ACTION ITEM ▸ Go through the entries below and copy each line that holds the word "lamp".

GIVEN RECORDS ▸

· · · ·

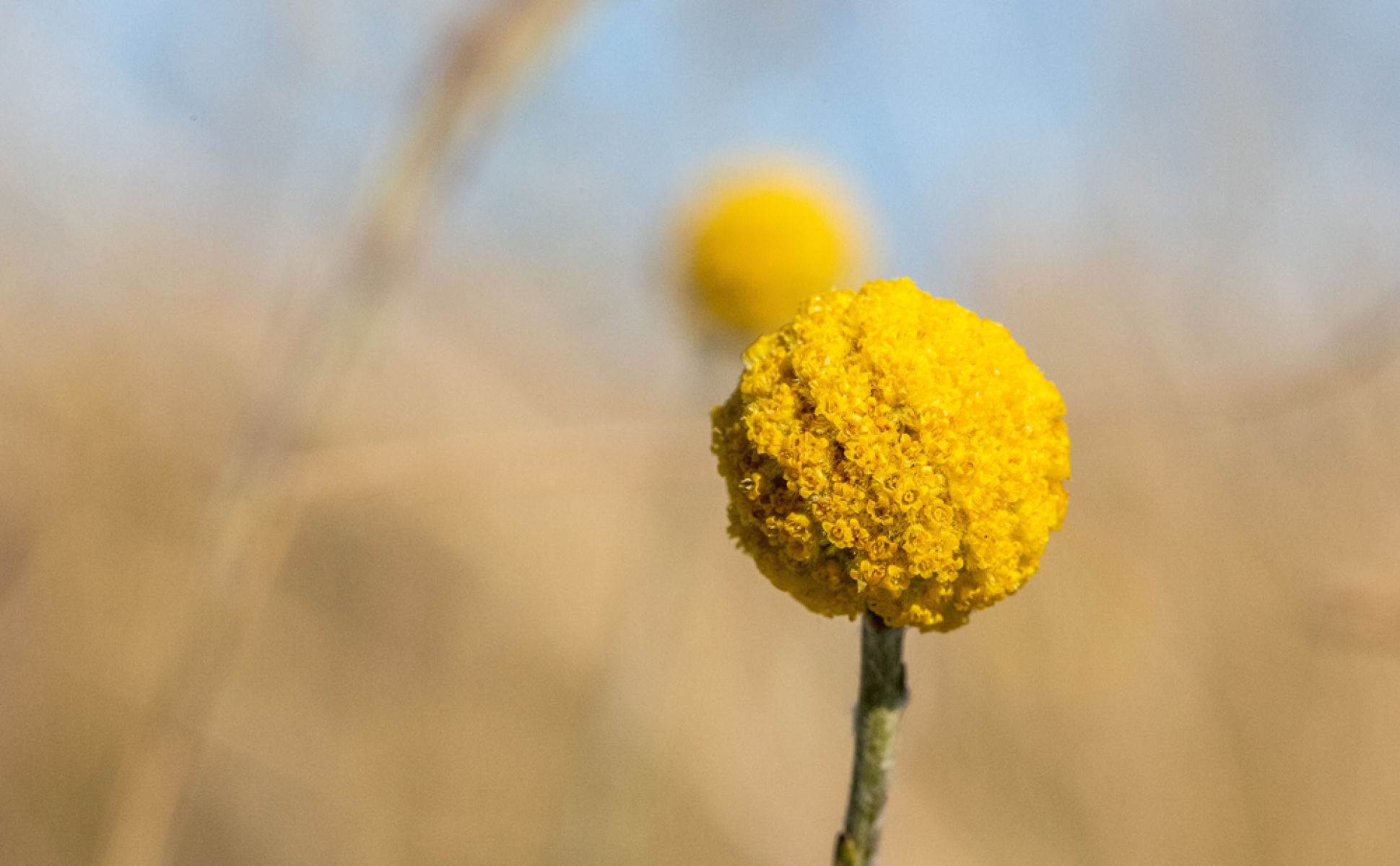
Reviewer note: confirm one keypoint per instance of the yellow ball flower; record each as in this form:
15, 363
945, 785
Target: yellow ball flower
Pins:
894, 452
762, 248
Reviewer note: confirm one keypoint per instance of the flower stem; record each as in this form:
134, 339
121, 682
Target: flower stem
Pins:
882, 700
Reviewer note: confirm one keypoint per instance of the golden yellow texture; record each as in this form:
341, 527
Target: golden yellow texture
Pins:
894, 452
763, 248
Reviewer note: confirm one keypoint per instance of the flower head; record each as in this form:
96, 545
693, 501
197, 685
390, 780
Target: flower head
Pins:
894, 452
763, 245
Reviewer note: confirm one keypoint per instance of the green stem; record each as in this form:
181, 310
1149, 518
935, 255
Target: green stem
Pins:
882, 700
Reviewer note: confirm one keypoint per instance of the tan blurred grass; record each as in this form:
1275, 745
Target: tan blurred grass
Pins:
511, 633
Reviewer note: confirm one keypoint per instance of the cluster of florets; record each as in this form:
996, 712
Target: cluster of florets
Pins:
894, 452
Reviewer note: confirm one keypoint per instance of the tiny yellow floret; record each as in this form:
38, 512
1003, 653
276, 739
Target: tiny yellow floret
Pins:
763, 248
894, 452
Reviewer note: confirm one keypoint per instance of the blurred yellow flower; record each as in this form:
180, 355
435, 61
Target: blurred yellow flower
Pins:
894, 452
763, 247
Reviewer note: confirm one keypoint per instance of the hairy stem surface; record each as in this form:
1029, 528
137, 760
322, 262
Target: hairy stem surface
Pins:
882, 700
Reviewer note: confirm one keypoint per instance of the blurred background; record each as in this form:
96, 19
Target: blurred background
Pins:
356, 502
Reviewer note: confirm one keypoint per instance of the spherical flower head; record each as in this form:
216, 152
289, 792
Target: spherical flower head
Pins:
894, 452
762, 248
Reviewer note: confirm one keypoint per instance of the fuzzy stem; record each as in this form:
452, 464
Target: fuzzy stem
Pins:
882, 700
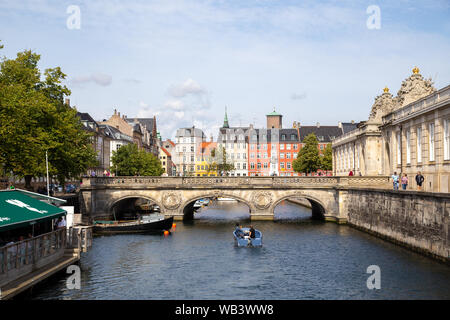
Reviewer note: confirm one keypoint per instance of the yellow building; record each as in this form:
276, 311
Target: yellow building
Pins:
166, 161
204, 160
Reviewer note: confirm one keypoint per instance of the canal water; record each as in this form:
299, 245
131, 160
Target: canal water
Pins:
300, 259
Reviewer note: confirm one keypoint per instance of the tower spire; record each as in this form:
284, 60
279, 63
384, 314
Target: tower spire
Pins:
225, 119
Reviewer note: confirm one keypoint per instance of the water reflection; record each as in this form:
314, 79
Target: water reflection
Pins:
300, 259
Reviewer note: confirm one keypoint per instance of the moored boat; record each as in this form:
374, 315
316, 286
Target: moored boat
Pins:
146, 224
243, 240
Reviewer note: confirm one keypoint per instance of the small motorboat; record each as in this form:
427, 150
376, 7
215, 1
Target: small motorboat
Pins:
153, 223
244, 239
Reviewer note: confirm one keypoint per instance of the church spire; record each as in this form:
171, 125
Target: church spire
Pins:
225, 119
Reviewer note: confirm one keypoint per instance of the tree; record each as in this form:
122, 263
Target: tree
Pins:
308, 158
327, 159
130, 161
34, 119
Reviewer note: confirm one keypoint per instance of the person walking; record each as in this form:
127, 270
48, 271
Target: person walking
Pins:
395, 181
419, 180
404, 181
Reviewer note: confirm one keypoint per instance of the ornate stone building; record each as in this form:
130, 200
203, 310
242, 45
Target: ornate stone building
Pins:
404, 134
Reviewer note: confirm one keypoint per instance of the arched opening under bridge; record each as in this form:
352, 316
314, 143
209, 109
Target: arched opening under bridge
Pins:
299, 208
216, 208
131, 207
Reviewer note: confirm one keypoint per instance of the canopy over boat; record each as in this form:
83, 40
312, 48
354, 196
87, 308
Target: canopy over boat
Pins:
20, 208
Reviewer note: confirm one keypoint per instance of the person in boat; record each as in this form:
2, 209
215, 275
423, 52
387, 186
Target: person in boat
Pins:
239, 231
252, 232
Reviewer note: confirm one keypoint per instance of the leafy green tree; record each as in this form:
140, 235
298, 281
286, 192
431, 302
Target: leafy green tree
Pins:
327, 159
308, 159
34, 119
130, 161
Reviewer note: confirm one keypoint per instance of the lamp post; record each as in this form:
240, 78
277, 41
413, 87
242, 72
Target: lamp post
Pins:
46, 164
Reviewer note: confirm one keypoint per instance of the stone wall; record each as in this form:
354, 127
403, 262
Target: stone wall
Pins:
418, 220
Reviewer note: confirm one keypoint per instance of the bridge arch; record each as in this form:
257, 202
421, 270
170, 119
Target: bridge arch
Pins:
317, 206
113, 202
187, 205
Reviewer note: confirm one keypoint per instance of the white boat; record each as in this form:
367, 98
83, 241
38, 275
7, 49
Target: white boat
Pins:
244, 240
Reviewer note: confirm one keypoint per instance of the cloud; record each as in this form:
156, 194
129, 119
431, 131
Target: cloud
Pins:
298, 96
187, 87
98, 78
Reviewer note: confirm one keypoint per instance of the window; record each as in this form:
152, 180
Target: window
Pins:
446, 139
408, 146
431, 140
419, 144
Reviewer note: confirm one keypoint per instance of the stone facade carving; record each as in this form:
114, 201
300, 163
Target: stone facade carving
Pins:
414, 88
171, 200
383, 104
262, 199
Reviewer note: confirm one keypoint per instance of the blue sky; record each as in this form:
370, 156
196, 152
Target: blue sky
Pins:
184, 61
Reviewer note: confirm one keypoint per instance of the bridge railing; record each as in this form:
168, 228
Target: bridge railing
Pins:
366, 181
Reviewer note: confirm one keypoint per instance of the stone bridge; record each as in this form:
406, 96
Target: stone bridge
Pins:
177, 195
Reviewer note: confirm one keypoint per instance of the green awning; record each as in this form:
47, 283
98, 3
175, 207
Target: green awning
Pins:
18, 209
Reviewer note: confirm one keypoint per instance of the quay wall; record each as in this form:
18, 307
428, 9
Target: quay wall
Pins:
417, 220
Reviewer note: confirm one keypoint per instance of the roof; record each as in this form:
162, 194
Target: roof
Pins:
165, 151
19, 209
147, 122
115, 133
274, 113
348, 126
326, 132
190, 132
170, 141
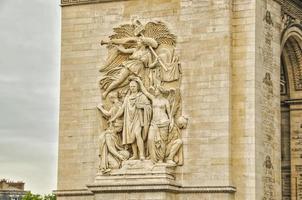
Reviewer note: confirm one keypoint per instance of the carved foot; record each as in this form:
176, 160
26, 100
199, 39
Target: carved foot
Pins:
105, 95
171, 162
133, 158
105, 171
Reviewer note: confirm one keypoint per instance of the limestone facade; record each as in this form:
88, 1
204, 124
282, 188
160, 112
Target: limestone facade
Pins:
243, 136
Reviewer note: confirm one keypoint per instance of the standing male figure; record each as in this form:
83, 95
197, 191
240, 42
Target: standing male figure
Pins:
137, 115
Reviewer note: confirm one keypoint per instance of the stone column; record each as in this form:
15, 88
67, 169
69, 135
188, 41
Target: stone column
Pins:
296, 148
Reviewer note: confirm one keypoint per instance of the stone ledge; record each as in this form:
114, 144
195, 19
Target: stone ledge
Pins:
80, 192
94, 188
81, 2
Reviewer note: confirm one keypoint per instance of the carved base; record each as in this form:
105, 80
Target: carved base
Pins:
137, 172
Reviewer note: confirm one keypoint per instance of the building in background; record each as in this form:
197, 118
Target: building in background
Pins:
10, 190
240, 89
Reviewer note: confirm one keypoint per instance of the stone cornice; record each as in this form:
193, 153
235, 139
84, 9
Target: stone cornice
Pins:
95, 188
292, 8
80, 2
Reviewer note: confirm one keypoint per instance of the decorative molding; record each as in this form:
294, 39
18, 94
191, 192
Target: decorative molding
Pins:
79, 192
95, 188
79, 2
291, 12
291, 101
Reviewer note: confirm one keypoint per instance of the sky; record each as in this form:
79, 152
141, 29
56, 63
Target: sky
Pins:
29, 92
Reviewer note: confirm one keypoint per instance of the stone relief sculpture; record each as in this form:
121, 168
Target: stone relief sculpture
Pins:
141, 78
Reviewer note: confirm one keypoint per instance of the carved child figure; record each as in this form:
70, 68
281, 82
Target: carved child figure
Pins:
111, 151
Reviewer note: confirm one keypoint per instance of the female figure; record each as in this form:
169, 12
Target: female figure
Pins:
161, 124
136, 110
139, 59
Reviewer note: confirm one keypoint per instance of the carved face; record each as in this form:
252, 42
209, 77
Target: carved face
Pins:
157, 92
133, 86
113, 97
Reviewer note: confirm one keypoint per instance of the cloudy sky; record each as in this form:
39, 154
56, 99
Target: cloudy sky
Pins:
29, 92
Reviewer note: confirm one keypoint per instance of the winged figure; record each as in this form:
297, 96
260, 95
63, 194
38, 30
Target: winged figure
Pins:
132, 51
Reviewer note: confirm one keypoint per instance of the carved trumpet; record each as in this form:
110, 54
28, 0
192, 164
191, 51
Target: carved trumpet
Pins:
117, 43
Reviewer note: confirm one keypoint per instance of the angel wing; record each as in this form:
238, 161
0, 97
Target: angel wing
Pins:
160, 32
112, 67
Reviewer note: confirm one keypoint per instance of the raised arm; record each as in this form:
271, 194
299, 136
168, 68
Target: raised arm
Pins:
144, 90
103, 111
124, 50
118, 114
168, 109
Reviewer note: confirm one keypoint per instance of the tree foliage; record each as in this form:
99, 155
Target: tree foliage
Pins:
30, 196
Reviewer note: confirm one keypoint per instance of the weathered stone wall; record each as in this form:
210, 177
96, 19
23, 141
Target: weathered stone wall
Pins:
203, 30
268, 137
243, 99
230, 56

· · · ·

REPLY ▸
Reviewer note: confirm one keypoint per instance of the lamp post; record each as in this form:
Target: lamp post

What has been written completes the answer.